## EXERCISE GOAL
Render every line of the records below as a JSON list of strings, one string per line, skipping blank lines and leaving out the pictures.

===== EXERCISE MATERIAL

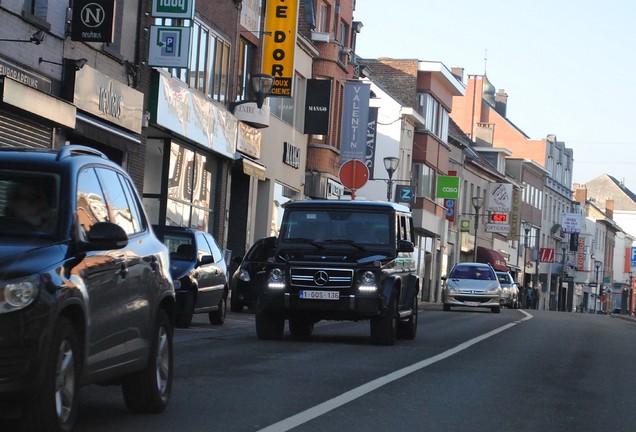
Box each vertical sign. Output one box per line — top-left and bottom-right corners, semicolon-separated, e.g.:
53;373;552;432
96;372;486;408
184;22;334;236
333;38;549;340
365;108;378;178
303;79;331;135
71;0;115;43
262;0;298;97
340;81;371;165
152;0;194;19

==========

## ANSWER IN FULL
[
  "Box each vertical sign. Output one box per line — top-left and bottom-right corners, semicolon-separated, e.g.:",
  "53;373;552;432",
  "96;372;486;408",
  "184;22;334;236",
  "333;38;549;340",
  "365;108;378;178",
  "303;79;331;135",
  "71;0;115;43",
  "262;0;298;97",
  "340;81;371;165",
  "152;0;194;19"
]